=== Begin Enclosure ===

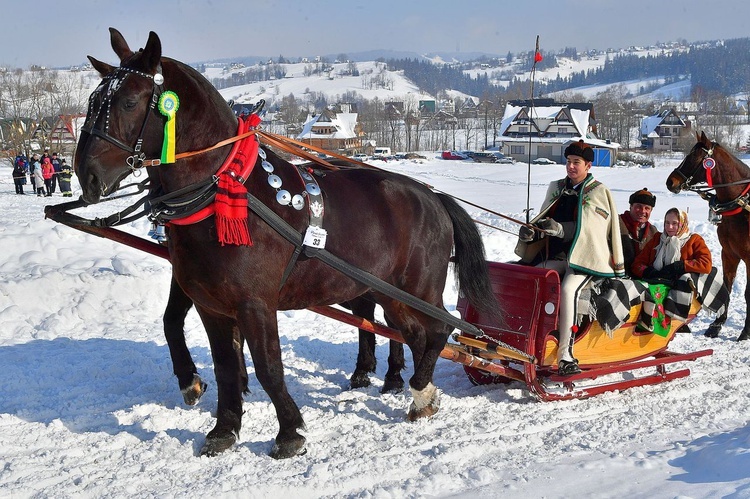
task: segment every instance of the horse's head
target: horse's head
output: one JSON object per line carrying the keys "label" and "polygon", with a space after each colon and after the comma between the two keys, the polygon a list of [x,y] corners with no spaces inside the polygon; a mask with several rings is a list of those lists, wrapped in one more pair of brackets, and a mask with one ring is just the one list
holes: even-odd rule
{"label": "horse's head", "polygon": [[[677,194],[683,189],[689,189],[695,184],[706,182],[706,164],[704,160],[707,158],[713,160],[711,156],[714,154],[714,148],[717,146],[715,142],[711,142],[704,132],[700,135],[696,132],[695,134],[698,142],[693,146],[682,163],[669,174],[667,177],[667,189],[670,192]],[[709,162],[710,164],[710,162]]]}
{"label": "horse's head", "polygon": [[146,47],[133,52],[119,31],[109,31],[120,66],[89,56],[103,80],[89,97],[75,154],[75,171],[87,203],[117,190],[147,156],[158,158],[163,137],[164,119],[155,108],[164,82],[159,37],[151,32]]}

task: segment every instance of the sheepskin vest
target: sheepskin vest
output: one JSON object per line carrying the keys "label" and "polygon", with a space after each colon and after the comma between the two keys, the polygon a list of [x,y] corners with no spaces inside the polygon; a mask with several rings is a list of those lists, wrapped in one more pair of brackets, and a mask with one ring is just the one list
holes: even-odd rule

=== End Enclosure ===

> **EXERCISE AIM**
Would you please output the listing above exactly, leaving out the pictures?

> **TASK RESPONSE**
task: segment every instance of the horse's head
target: horse's head
output: one JSON object per line carrying the keys "label" and "polygon", with a space after each colon and after the comma between the two keys, the polygon a list of [x,y] corners with no spaces inside the polygon; a mask with several rings is a list of those lists, wrapped in one more pair of brackets, and a mask with one ring is just the one list
holes: even-odd rule
{"label": "horse's head", "polygon": [[[677,194],[683,189],[689,189],[695,184],[706,182],[706,164],[704,160],[707,158],[713,160],[711,156],[714,154],[714,148],[717,146],[715,142],[711,142],[704,132],[700,135],[696,132],[695,134],[698,142],[693,146],[682,163],[669,174],[667,177],[667,189],[670,192]],[[709,162],[710,164],[710,162]]]}
{"label": "horse's head", "polygon": [[146,47],[133,52],[119,31],[109,31],[120,66],[89,56],[103,80],[89,97],[75,154],[75,171],[87,203],[117,190],[147,156],[158,158],[163,137],[164,119],[155,108],[164,82],[159,37],[151,32]]}

task: segment every instance of the sheepskin vest
target: sheepskin vest
output: one JSON object per line carrying the keys "label" and "polygon", with a space after each colon and after the comma between the two keys, the polygon a list of [x,y] corners with no spaces inside the polygon; a mask with several rings is a list of those lists, wrapped in one more pair of brackets, and a mask with one ring is just the one list
holes: even-odd rule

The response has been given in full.